> Text to read:
Check out the blog at http://readingwordskansai.blogspot.com/ to enjoy the words you heard again.

Keep an eye out for next month's challenge--to be delivered soon!

O Literacy!

~Reading Words
Jerry Gordon and Amanda Hare

The Challenge - August 27th, 2006

This Month's Challenge is:
Syllabic Segregation

The rule is: Write something using only words with the same number of syllables. You read that correctly, every word must contain the same amount of syllables. One syllable words. Two syllable words. Three syllable words. Etc. You get the idea!

Write a sonnet, a haiku, a tongue twister
Write a short or long story, a cliffhanger, a mystery
Write a jumbled gumbo soundscape of gibberish
Write for the PURE unhinged FUN of nonsense

Show us what the English language in your brain sometimes sounds like.

Other Readers: Bryony Dyer (30.7.06)

Other Readers: Jonathan Crewe (30.7.06)

Other Readers: John McAteel

Other Readers: AJ (30.7.06)

Other Readers: Nate Smith (30.7.06)

Other Readers: Branko (30.7.06)

Other Readers: Jesse Sanchez (30.7.06)

Other Readers: Michael Salovaara (30.7.06)

Other Readers: Hamish Withers (30.7.06)

Other Readers: Robin Grunkle (30.7.06)

Patrick Widdess (30.7.06)




Janken

It had always been a sport the nation had excelled at and now they had brought it home. The finals of the international janken championship were being held in Japan and janken fever had swept the country. It was not only school kids who played energetically at every opportunity. Salarymen could also be seen competing with one another enthusiastically, commuters played electronically on their phones and elderly citizens whiled away the afternoons playing in parks and cafes.
Nobody decided anything without a round or two of janken. Companies employed graduates based more on their janken scores than their acadamic acheivements or interview performances, juries would deliberate for hours then reach a verdict after a single round. Even the prime minister was said to have reshuffled his cabinet after a four hour janken session.

Some records:
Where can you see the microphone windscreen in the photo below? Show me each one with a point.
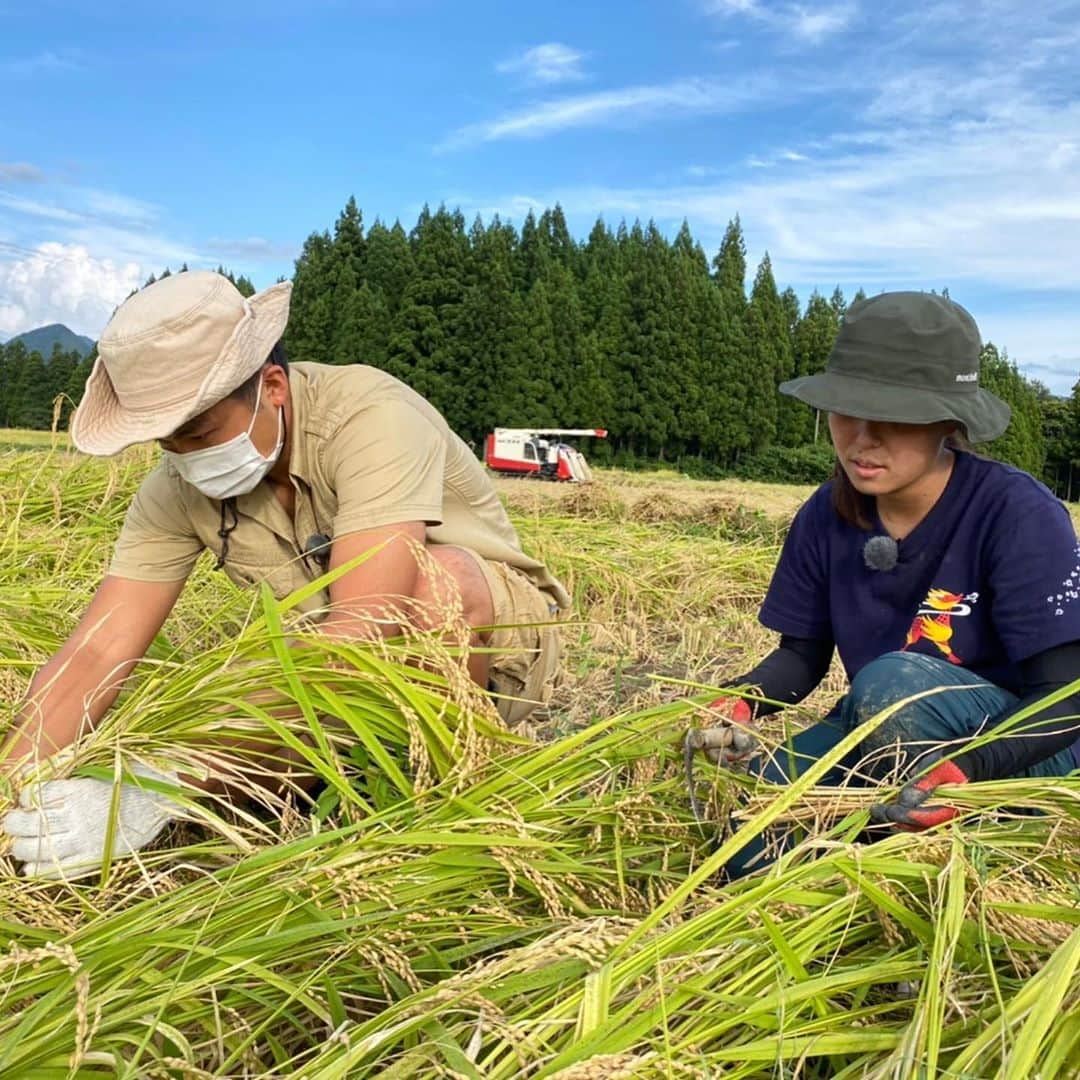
(880, 553)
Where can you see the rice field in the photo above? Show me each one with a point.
(471, 902)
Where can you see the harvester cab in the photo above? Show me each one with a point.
(539, 453)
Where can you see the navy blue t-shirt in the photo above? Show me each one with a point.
(988, 578)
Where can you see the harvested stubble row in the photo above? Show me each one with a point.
(472, 904)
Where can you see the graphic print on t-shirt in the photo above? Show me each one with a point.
(933, 621)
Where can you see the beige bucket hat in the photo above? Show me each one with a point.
(172, 351)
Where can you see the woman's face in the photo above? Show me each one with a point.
(885, 458)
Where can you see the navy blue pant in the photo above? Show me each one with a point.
(894, 746)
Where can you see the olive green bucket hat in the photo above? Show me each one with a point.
(910, 358)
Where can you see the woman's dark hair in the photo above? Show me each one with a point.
(858, 509)
(250, 388)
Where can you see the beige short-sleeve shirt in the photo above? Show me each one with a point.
(365, 450)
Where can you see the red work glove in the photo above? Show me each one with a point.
(909, 812)
(731, 741)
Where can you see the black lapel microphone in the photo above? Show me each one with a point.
(318, 549)
(880, 553)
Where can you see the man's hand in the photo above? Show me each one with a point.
(61, 827)
(910, 812)
(731, 741)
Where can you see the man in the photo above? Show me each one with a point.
(283, 472)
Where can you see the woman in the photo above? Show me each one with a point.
(926, 566)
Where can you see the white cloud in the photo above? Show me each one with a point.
(251, 247)
(19, 172)
(63, 283)
(43, 63)
(805, 23)
(551, 63)
(625, 104)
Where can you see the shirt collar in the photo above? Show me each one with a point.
(299, 459)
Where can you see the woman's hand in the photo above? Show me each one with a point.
(730, 741)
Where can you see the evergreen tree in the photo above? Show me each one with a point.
(309, 335)
(493, 327)
(740, 400)
(427, 345)
(770, 362)
(389, 265)
(349, 244)
(1022, 443)
(813, 342)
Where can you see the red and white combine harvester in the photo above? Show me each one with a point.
(538, 453)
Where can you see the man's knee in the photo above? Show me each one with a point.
(451, 582)
(881, 684)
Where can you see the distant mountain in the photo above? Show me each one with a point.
(45, 337)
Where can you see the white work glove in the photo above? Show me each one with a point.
(731, 742)
(61, 827)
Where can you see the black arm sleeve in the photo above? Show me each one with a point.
(1043, 733)
(790, 672)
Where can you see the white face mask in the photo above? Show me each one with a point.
(232, 469)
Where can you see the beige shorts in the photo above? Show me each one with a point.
(527, 640)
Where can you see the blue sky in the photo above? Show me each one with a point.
(889, 146)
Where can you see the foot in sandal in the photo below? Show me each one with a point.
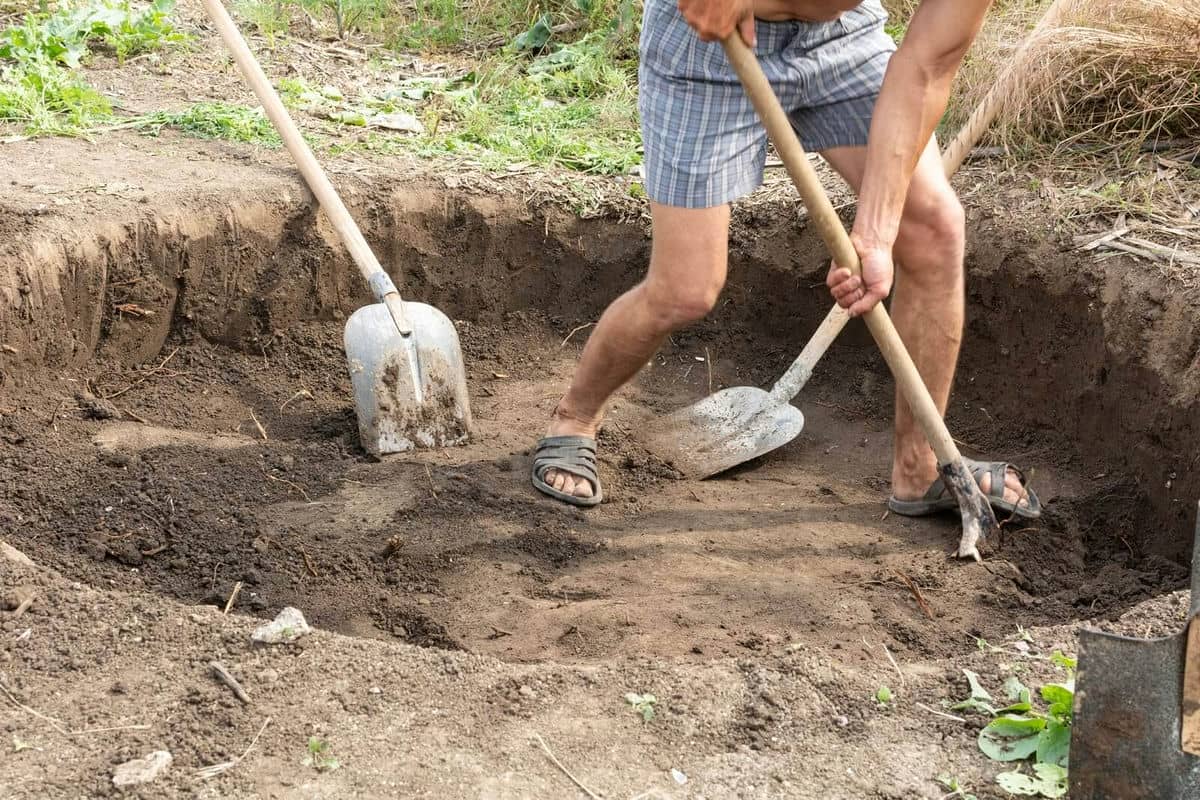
(1003, 485)
(564, 464)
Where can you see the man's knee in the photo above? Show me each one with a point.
(933, 234)
(675, 305)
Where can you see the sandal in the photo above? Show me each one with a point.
(573, 455)
(939, 498)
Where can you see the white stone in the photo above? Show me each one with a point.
(288, 626)
(142, 770)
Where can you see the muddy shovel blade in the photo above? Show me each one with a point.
(1125, 743)
(1131, 710)
(409, 391)
(723, 431)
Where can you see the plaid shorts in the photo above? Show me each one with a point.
(702, 139)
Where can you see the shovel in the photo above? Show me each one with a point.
(405, 359)
(739, 423)
(978, 519)
(1137, 727)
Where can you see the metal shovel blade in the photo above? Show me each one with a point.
(409, 391)
(1126, 734)
(723, 429)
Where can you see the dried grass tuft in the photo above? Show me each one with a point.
(1104, 73)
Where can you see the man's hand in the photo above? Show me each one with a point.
(858, 294)
(715, 19)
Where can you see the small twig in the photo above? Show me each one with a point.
(708, 362)
(143, 378)
(58, 725)
(916, 593)
(233, 597)
(283, 480)
(565, 771)
(223, 767)
(939, 714)
(574, 331)
(131, 415)
(304, 394)
(258, 425)
(23, 607)
(226, 678)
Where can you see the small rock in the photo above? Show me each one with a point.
(288, 626)
(96, 408)
(142, 770)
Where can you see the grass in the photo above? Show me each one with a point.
(216, 120)
(41, 86)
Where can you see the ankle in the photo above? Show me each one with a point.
(564, 420)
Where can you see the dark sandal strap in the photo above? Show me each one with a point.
(574, 455)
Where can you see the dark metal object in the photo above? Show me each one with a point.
(1125, 743)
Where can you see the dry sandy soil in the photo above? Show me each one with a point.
(175, 421)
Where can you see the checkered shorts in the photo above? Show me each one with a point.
(703, 142)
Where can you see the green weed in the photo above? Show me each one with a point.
(40, 86)
(643, 704)
(1020, 732)
(319, 756)
(216, 120)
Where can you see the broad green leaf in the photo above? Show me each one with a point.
(1015, 726)
(977, 691)
(1063, 661)
(972, 704)
(537, 37)
(1019, 785)
(1061, 698)
(1003, 749)
(1054, 744)
(1017, 691)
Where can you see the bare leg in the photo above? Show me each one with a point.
(927, 308)
(688, 263)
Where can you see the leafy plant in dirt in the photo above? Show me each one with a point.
(643, 704)
(1019, 732)
(319, 756)
(40, 85)
(955, 788)
(216, 120)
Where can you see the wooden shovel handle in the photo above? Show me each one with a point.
(313, 175)
(829, 226)
(797, 376)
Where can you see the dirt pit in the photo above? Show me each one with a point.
(179, 435)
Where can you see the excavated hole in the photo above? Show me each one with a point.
(247, 468)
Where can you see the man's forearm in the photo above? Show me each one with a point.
(911, 103)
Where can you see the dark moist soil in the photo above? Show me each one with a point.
(177, 421)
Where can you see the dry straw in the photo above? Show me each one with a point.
(1110, 73)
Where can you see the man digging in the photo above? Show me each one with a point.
(870, 110)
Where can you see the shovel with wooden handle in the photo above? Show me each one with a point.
(742, 422)
(978, 521)
(1135, 733)
(405, 359)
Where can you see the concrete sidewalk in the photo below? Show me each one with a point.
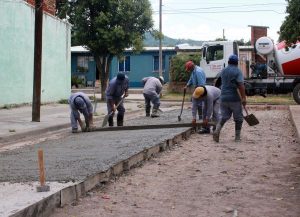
(16, 122)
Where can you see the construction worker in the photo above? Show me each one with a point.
(118, 86)
(151, 92)
(197, 78)
(80, 103)
(232, 97)
(209, 97)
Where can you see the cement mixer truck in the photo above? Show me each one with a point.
(279, 73)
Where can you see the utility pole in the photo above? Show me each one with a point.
(160, 38)
(38, 36)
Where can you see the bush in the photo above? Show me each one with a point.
(177, 68)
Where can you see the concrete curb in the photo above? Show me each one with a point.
(72, 193)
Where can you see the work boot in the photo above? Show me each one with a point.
(148, 112)
(238, 127)
(237, 136)
(204, 130)
(216, 134)
(155, 113)
(111, 121)
(120, 119)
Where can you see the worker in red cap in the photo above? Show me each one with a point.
(197, 78)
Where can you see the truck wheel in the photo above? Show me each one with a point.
(296, 93)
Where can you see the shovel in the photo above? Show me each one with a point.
(105, 120)
(250, 119)
(179, 116)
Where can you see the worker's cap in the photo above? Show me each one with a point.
(161, 79)
(79, 103)
(120, 76)
(233, 59)
(198, 92)
(189, 66)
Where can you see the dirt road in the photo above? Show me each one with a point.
(257, 177)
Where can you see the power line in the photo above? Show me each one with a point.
(214, 12)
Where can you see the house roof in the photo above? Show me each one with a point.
(79, 49)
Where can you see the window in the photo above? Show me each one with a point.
(124, 65)
(156, 63)
(214, 53)
(83, 63)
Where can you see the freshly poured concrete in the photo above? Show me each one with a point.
(84, 154)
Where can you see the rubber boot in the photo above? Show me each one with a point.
(237, 136)
(200, 112)
(154, 113)
(120, 120)
(238, 127)
(111, 121)
(147, 109)
(216, 134)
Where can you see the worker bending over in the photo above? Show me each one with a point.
(208, 97)
(118, 86)
(151, 92)
(80, 103)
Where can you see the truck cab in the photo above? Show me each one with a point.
(215, 57)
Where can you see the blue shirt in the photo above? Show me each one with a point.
(231, 78)
(197, 77)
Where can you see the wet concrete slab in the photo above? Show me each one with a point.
(80, 155)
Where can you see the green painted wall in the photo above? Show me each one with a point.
(17, 55)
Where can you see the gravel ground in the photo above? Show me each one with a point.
(259, 176)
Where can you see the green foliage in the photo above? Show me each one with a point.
(151, 39)
(107, 28)
(76, 81)
(290, 29)
(177, 69)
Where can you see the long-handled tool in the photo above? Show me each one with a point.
(105, 120)
(179, 116)
(250, 119)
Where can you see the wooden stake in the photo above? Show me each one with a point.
(42, 187)
(41, 166)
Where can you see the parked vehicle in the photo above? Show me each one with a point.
(279, 75)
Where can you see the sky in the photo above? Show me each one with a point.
(207, 19)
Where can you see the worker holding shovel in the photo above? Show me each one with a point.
(233, 97)
(209, 97)
(151, 92)
(118, 86)
(197, 78)
(80, 103)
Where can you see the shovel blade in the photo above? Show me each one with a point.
(105, 120)
(251, 120)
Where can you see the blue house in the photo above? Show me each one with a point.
(134, 65)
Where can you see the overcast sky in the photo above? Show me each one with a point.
(206, 19)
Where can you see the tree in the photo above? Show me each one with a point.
(290, 29)
(107, 27)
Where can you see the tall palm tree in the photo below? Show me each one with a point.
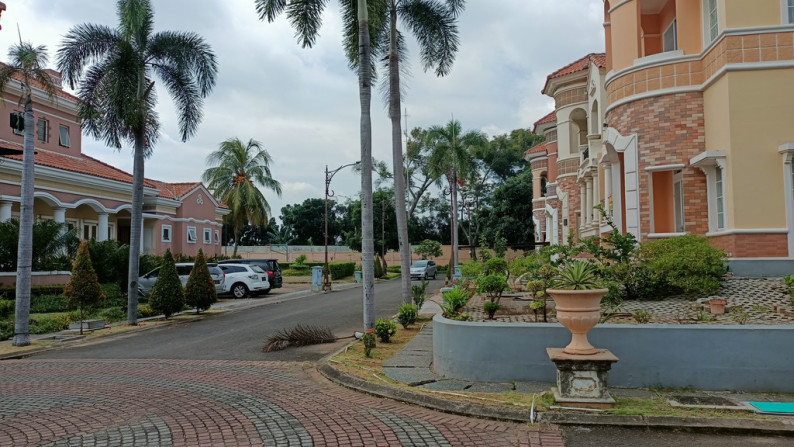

> Short problem 1:
In the text about the writing challenge, what is this month's challenge called?
> Short problem 2:
From the writing challenge text, quote the passage starting with "The rule is: Write" and going on through "get the idea!".

> Final answer 1:
Syllabic Segregation

> Final answer 2:
The rule is: Write something using only words with the same number of syllables. You read that correctly, every word must contain the same amount of syllables. One syllable words. Two syllable words. Three syllable words. Etc. You get the idea!